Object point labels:
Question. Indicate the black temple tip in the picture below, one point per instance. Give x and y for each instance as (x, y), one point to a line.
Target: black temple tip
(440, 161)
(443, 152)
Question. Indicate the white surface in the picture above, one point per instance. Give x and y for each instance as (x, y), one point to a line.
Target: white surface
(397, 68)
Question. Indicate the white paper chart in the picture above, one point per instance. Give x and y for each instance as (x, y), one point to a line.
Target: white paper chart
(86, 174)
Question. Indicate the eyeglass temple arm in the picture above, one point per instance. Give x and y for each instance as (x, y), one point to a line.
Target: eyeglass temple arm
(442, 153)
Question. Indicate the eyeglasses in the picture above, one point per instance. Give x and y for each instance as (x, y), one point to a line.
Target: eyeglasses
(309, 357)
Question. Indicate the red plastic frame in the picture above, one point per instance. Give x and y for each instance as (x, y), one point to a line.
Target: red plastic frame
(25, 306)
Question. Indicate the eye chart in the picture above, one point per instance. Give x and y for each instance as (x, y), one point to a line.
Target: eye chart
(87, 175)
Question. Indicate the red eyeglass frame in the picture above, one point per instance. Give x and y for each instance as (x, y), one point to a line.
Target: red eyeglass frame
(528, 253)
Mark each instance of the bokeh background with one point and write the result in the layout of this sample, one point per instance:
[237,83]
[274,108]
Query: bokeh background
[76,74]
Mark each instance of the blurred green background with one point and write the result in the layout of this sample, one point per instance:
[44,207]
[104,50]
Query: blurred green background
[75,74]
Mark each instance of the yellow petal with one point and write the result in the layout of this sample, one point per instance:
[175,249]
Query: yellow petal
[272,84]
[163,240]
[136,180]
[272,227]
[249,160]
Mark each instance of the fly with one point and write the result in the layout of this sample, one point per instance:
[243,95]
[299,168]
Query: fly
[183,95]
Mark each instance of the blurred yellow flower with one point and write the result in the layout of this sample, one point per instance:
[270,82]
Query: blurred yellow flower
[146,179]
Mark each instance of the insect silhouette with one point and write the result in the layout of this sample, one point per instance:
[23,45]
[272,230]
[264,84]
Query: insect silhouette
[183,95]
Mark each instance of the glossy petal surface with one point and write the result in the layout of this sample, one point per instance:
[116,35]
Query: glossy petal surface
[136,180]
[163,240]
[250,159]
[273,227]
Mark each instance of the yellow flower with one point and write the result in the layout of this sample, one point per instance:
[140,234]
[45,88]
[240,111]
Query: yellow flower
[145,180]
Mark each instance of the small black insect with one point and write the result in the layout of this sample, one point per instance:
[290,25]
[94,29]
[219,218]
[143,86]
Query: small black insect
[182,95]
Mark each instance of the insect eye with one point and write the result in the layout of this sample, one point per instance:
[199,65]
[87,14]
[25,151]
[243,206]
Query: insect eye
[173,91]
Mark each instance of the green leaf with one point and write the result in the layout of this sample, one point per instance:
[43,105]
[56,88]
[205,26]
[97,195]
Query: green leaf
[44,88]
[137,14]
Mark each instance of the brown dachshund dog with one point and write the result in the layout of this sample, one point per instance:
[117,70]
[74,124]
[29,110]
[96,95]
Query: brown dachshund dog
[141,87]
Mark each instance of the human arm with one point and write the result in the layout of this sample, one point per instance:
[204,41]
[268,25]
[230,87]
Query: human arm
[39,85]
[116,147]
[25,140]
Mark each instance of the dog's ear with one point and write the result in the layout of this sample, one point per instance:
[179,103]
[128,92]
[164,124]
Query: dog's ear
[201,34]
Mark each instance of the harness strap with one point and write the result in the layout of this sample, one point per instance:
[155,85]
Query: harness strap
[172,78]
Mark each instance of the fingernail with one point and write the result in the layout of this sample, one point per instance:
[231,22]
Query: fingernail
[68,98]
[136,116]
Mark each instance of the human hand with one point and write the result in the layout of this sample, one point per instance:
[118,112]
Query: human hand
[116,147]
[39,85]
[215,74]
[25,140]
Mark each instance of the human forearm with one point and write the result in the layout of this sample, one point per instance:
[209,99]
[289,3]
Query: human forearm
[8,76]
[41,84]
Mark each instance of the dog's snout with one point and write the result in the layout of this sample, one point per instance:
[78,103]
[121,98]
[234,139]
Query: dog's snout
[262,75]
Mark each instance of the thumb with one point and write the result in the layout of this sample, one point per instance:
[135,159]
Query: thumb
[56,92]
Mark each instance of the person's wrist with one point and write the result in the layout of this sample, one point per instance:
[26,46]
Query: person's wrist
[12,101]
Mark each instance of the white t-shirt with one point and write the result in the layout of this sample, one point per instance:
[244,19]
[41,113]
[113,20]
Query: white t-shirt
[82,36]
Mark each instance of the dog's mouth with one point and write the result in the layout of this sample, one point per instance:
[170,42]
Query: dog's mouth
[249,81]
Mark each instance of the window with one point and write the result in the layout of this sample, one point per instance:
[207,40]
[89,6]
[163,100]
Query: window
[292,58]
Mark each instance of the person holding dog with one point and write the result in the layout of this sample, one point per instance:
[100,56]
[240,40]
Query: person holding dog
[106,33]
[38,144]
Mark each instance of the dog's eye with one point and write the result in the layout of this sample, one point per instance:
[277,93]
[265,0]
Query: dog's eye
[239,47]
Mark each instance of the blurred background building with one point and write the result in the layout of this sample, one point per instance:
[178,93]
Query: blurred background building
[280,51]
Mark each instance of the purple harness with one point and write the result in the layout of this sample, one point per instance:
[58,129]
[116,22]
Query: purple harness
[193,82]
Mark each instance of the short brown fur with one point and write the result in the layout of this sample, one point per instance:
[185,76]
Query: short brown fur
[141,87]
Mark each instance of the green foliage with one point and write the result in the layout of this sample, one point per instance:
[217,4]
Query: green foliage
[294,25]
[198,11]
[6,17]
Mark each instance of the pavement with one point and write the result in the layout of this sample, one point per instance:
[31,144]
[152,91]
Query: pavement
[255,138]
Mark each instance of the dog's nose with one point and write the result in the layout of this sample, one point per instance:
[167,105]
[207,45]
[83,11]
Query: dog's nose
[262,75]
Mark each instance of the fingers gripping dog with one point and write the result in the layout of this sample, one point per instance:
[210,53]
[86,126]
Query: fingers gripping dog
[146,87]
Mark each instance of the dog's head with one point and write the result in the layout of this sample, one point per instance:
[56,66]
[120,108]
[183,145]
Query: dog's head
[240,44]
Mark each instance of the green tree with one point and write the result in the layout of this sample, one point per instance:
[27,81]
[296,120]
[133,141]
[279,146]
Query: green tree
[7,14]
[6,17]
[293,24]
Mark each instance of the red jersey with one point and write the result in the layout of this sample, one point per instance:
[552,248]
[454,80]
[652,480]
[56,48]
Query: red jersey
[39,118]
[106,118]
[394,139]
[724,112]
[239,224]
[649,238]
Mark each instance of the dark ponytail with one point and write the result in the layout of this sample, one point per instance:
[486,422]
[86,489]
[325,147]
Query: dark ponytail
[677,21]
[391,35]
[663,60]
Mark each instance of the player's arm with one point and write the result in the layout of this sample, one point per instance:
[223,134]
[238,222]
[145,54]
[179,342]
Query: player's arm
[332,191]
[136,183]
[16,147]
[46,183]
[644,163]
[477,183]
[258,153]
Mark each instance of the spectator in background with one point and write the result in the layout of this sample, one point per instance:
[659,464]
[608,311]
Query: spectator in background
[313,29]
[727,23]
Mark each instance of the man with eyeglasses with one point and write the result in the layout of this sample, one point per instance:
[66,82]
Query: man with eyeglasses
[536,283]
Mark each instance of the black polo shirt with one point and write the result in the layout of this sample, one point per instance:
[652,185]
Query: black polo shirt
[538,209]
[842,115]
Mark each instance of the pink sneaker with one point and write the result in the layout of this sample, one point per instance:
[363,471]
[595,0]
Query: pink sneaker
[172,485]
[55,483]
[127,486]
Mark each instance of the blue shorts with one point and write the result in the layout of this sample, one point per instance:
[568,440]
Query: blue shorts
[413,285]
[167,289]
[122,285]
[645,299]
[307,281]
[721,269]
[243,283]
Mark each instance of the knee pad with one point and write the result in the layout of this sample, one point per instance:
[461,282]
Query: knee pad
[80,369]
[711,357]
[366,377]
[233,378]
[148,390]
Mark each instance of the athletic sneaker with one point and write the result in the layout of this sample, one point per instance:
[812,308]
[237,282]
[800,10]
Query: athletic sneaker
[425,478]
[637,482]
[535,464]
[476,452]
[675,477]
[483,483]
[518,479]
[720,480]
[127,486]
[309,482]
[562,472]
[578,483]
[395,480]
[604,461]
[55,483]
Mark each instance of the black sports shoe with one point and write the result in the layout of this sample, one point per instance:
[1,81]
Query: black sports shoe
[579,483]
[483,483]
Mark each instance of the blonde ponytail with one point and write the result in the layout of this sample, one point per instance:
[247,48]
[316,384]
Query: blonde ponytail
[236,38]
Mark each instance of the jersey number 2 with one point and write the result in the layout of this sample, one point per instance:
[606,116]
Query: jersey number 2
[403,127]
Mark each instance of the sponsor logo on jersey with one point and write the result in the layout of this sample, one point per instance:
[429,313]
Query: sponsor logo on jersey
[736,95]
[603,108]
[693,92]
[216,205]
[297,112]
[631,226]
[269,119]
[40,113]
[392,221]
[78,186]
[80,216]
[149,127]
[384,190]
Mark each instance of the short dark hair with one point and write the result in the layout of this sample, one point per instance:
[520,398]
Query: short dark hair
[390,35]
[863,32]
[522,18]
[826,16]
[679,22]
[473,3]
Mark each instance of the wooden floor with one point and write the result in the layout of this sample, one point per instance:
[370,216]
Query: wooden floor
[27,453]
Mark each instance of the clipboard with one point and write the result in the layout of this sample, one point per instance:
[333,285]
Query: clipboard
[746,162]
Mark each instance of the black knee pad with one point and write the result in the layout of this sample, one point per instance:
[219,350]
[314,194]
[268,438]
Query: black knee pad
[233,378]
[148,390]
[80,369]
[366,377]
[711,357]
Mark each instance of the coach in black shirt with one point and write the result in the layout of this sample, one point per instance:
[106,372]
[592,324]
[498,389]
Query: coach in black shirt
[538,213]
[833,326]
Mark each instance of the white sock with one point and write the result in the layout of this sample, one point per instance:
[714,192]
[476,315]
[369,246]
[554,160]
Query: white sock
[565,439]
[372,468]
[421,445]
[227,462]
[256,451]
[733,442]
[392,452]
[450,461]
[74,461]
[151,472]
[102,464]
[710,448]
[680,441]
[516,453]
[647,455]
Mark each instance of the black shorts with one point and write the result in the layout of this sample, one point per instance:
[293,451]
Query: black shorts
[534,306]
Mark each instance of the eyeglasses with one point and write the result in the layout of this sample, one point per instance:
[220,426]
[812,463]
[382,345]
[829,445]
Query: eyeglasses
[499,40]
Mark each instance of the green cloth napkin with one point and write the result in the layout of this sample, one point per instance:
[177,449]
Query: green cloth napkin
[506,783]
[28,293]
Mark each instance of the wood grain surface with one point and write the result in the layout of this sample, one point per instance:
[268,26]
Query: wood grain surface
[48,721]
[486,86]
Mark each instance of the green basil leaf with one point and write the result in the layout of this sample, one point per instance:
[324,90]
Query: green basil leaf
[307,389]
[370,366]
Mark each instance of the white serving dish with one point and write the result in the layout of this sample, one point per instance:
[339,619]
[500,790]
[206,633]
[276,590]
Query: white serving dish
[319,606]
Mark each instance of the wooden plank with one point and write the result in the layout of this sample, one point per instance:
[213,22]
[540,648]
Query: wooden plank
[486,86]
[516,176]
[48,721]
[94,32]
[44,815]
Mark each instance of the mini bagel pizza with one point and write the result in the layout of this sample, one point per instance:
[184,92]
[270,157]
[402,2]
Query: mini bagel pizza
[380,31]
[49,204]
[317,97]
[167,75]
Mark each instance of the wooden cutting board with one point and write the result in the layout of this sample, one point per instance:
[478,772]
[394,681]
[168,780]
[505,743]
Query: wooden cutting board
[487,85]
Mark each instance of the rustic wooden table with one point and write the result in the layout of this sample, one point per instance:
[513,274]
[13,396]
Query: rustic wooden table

Task instructions => Copy out the lines from the line containing "Mark each instance of the black shorts" to the end of the listing above, without alteration.

Correct response =>
Mark each instance of the black shorts with one point and write the result in the layout of this sample, one point per instance:
[293,451]
Query: black shorts
[534,306]
Mark each instance of the eyeglasses with one point and write the result in the layout of this sample, one point per instance:
[220,426]
[812,463]
[382,345]
[829,445]
Query: eyeglasses
[499,40]
Mark each instance of the green cloth napkin with one point and write the result in the layout of this sample, one point per instance:
[177,449]
Query: green cloth napkin
[506,783]
[28,293]
Mark each instance of the wood grain surface with one point and write the result in the layout of this sample, one point per instance:
[268,26]
Query: wood grain surface
[48,721]
[486,86]
Mark each instance of the green basil leaf with one point and write the result in the layout of this sample, one point per instance:
[324,90]
Query: green basil leaf
[307,389]
[370,366]
Mark each instance of the white serving dish with one point and write the result in the layout of this sample, one point per instance:
[339,619]
[500,790]
[206,633]
[276,590]
Query: white serving dish
[319,606]
Mark each instance of the wooden plank with one point and write the result in the layout of this sample, one point per instance:
[213,22]
[540,648]
Query: wooden plank
[486,86]
[516,176]
[48,721]
[94,32]
[44,815]
Mark each instance of the mini bagel pizza with one point and write the result in the layout of this sample, one point per instance:
[184,92]
[270,157]
[402,2]
Query: mini bagel pizza
[380,31]
[49,204]
[317,97]
[167,75]
Mark each instance of the wooden cutting board with one point and write the result in the layout of this sample, one point per instance:
[478,772]
[394,681]
[168,780]
[505,743]
Query: wooden cutting board
[487,85]
Mark each instance of the rustic wooden table with one point and write the result in the layout of this sample, one point per instance:
[513,274]
[13,396]
Query: rustic wooden table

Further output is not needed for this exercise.